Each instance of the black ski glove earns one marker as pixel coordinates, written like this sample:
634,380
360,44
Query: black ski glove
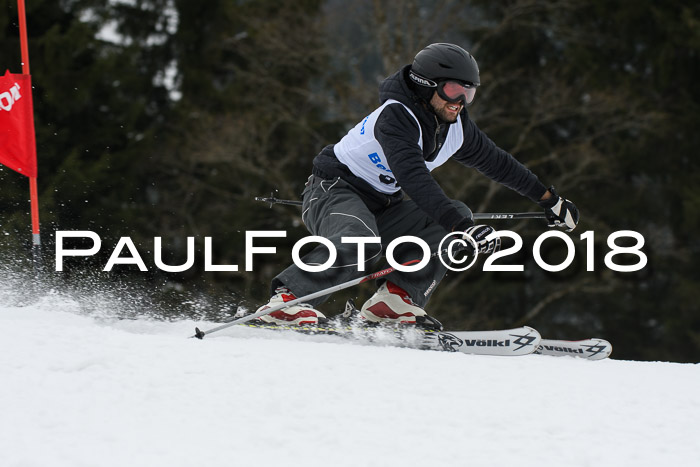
560,212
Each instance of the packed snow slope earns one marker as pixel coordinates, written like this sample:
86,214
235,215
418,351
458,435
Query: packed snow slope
79,389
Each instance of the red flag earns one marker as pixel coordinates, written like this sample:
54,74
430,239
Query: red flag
17,143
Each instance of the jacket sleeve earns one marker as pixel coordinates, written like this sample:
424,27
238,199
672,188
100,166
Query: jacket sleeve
398,133
482,154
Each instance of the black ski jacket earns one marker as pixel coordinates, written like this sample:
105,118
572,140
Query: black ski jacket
397,132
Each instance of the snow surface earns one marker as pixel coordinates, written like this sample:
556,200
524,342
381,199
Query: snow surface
87,389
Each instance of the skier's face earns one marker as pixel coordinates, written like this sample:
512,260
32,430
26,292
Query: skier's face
446,111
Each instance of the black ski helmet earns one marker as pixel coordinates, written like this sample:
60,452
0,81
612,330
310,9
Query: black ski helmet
444,61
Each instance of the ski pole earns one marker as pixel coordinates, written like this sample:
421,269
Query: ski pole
199,334
477,215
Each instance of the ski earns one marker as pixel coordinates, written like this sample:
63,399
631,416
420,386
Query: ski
591,349
506,342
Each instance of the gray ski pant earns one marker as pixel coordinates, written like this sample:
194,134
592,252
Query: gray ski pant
333,209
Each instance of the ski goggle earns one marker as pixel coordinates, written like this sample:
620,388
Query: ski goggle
454,91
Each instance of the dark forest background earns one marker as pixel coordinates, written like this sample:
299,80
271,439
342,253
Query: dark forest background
167,117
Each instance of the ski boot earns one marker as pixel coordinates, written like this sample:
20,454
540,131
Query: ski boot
391,304
293,315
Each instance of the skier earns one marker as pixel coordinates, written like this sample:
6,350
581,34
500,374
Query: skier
357,189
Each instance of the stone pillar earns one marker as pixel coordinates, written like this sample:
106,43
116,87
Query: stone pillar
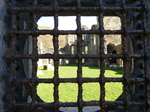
3,48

## Objective
Please put all of the records above into a JSON list of strings, one string for each line, and drop any blank lines. Leave the pictures out of the answer.

## The result
[
  "Each instance of the black ski glove earns one marker as pixel coordinates, written like this sample:",
  "634,380",
  "360,44",
  "Query: black ski glove",
  "560,212",
  "Each instance of the packed snow slope earns one marker as pixel coordinates, written like this sample:",
  "86,214",
  "235,215",
  "418,351",
  "458,435",
  "Query: packed snow slope",
  "79,389",
  "Each instance of the red flag earns one marker as pixel coordinates, written like this sample:",
  "54,74",
  "430,239",
  "Query: red flag",
  "17,143",
  "Each instance of the jacket sleeve earns one marker as pixel coordinates, written like this sample:",
  "424,27",
  "238,199",
  "672,188",
  "100,166",
  "Query: jacket sleeve",
  "398,133",
  "482,154",
  "Each instance of the black ski jacket earns one marker as pixel coordinates, written like this sample:",
  "105,118",
  "572,140",
  "Query: black ski jacket",
  "397,132",
  "Each instance of the snow surface earns one marker as pixel coordinates, written like this sample:",
  "556,200",
  "524,342",
  "381,199",
  "Query: snow surface",
  "87,389",
  "Each instance of the skier's face earns one marker as pixel coordinates, written like this sample:",
  "512,260",
  "32,430",
  "26,292",
  "Query: skier's face",
  "446,111",
  "Each instance of the black ski helmet earns one marker as pixel coordinates, written like this sample:",
  "60,452",
  "0,81",
  "612,330",
  "310,9",
  "Query: black ski helmet",
  "444,61",
  "Each instance of the ski pole earns one marker as pixel coordinates, written like this sample:",
  "421,269",
  "Query: ski pole",
  "199,334",
  "477,215",
  "Each instance of the ski earns one marker as pixel coordinates, written like this sample:",
  "63,399",
  "631,416",
  "420,386",
  "Query: ski",
  "591,349",
  "506,342",
  "Each instance of the gray ski pant earns one marker as pixel coordinates, written like this sample:",
  "194,134",
  "592,252",
  "Query: gray ski pant",
  "333,209",
  "Each instance of the ski goggle earns one marker as pixel coordinates, written like this sample:",
  "620,388",
  "Query: ski goggle",
  "454,91",
  "Each instance of the dark forest background earns one marker as pixel coordinates, written like this sample:",
  "299,80",
  "271,439",
  "342,253",
  "Query: dark forest background",
  "167,117",
  "Each instance of the ski boot earns one marker as pixel coordinates, written like this sample:",
  "20,454",
  "540,131",
  "Query: ski boot",
  "391,304",
  "293,315",
  "Each instance of the skier earns one marker as pixel coordinates, written like this sample:",
  "6,350",
  "581,34",
  "500,374",
  "Query: skier",
  "357,189",
  "Each instance of the stone pillar earns one marker as pixel coordinates, written like this sample:",
  "106,43",
  "116,87",
  "Query: stone pillar",
  "3,48"
]